## Start Data shown

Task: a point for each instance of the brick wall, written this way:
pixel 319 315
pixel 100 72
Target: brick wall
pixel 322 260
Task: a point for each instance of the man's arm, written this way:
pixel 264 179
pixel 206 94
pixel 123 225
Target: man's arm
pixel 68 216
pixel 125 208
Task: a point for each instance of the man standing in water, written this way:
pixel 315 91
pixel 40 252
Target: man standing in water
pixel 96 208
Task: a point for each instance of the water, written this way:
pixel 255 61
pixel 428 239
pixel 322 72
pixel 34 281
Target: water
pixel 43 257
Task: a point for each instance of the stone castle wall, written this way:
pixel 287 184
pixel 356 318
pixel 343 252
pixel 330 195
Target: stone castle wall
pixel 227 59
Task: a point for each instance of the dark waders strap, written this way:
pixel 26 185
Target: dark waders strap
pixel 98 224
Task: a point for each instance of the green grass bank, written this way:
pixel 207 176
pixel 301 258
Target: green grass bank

## End Data shown

What needs to be done: Copy the data above verbatim, keeping every line as it appears.

Task solution:
Task: a point for each instance of the brick wall, written this way:
pixel 319 315
pixel 100 72
Target: brick wall
pixel 322 260
Task: a point for each instance of the man's arm, written this way:
pixel 264 179
pixel 206 94
pixel 123 225
Target: man's arm
pixel 68 216
pixel 125 208
Task: a point for each instance of the man standing in water, written this way:
pixel 315 91
pixel 40 252
Target: man standing in water
pixel 96 208
Task: a point for each instance of the water, written this way:
pixel 255 61
pixel 428 239
pixel 322 72
pixel 34 281
Target: water
pixel 43 257
Task: a point for each instance of the stone castle wall, written this way:
pixel 287 184
pixel 356 318
pixel 343 252
pixel 330 195
Target: stone castle wall
pixel 227 59
Task: a point for each instance of the dark waders strap, written this way:
pixel 26 185
Target: dark waders strap
pixel 98 224
Task: a point for each instance of the green grass bank, written this way:
pixel 207 176
pixel 301 258
Target: green grass bank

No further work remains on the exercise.